START Given information

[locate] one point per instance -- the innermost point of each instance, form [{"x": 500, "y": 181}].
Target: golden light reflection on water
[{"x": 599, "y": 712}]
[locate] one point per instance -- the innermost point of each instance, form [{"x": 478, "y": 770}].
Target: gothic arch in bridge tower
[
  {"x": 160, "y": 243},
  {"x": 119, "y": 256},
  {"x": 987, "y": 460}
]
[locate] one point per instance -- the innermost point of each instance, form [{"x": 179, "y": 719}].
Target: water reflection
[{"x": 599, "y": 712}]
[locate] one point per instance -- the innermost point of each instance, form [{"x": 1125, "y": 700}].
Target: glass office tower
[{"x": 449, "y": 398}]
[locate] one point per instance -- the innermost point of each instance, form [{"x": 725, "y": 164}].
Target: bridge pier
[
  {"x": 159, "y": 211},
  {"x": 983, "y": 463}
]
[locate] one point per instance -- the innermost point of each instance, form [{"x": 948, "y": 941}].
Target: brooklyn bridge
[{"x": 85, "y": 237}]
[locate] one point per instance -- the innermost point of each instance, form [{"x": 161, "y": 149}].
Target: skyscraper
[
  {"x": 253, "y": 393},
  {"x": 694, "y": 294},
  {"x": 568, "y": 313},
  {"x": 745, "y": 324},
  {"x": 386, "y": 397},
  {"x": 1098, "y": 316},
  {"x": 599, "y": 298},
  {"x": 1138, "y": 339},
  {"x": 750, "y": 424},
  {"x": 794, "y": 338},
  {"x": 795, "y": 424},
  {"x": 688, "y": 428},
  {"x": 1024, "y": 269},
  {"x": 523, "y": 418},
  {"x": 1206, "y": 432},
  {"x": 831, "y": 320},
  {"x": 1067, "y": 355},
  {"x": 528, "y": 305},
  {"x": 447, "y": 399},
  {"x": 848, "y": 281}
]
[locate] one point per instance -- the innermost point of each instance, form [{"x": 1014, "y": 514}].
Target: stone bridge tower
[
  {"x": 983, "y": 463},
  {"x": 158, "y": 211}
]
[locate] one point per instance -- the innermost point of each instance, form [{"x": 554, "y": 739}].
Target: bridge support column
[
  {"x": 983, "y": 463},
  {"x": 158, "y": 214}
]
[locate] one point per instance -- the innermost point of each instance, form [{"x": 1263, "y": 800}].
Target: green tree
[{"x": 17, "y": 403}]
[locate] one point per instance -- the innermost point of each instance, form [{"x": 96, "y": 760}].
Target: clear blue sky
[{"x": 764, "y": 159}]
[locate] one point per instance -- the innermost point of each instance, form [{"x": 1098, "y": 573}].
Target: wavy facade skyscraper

END Given information

- _Work instructions_: Reproduce the entries exactly. Every word has to stay the same.

- _Solution_:
[locate] one point per instance -- the innermost point of each instance, form [{"x": 500, "y": 181}].
Target: golden light reflection on water
[{"x": 599, "y": 712}]
[locate] one point per instance -- the innermost point of each instance, form [{"x": 478, "y": 770}].
Target: gothic arch in bridge tower
[
  {"x": 160, "y": 243},
  {"x": 119, "y": 256},
  {"x": 987, "y": 460}
]
[locate] one point per instance -- the innermost point of each instance, form [{"x": 179, "y": 719}].
Target: water reflection
[{"x": 599, "y": 712}]
[locate] one point per instance -- the innermost point of each instance, form [{"x": 1125, "y": 700}].
Target: glass office tower
[{"x": 449, "y": 398}]
[locate] one point per instance -- the innermost point of each instance, form [{"x": 725, "y": 164}].
Target: bridge pier
[
  {"x": 159, "y": 211},
  {"x": 983, "y": 463}
]
[locate] one point per instance -- the innermost point of each instance, form [{"x": 948, "y": 941}].
Target: brooklyn bridge
[{"x": 85, "y": 237}]
[locate] one point per instance -- the innermost point of each instance, form [{"x": 161, "y": 149}].
Target: skyscraper
[
  {"x": 253, "y": 393},
  {"x": 694, "y": 294},
  {"x": 568, "y": 313},
  {"x": 745, "y": 324},
  {"x": 386, "y": 397},
  {"x": 1098, "y": 316},
  {"x": 599, "y": 298},
  {"x": 1138, "y": 339},
  {"x": 750, "y": 424},
  {"x": 794, "y": 338},
  {"x": 795, "y": 424},
  {"x": 688, "y": 428},
  {"x": 1024, "y": 269},
  {"x": 523, "y": 418},
  {"x": 1206, "y": 432},
  {"x": 831, "y": 320},
  {"x": 1067, "y": 355},
  {"x": 528, "y": 305},
  {"x": 447, "y": 399},
  {"x": 848, "y": 281}
]
[locate] one point per instance -- the innermost point of each instance, form [{"x": 1014, "y": 514}].
Target: stone bridge tower
[
  {"x": 983, "y": 463},
  {"x": 158, "y": 211}
]
[locate] one point per instance -- the innermost point of each instance, form [{"x": 554, "y": 739}].
Target: bridge support column
[
  {"x": 983, "y": 463},
  {"x": 158, "y": 214}
]
[locate] one point per instance -- the innermost point of each instance, form [{"x": 1263, "y": 800}].
Target: green tree
[{"x": 17, "y": 403}]
[locate] one point per instance -- the innermost point of each instance, form [{"x": 96, "y": 760}].
Target: clear blue sky
[{"x": 764, "y": 159}]
[locate] one point per instance -- the innermost point of each instance, form [{"x": 1098, "y": 573}].
Target: wavy facade skyscraper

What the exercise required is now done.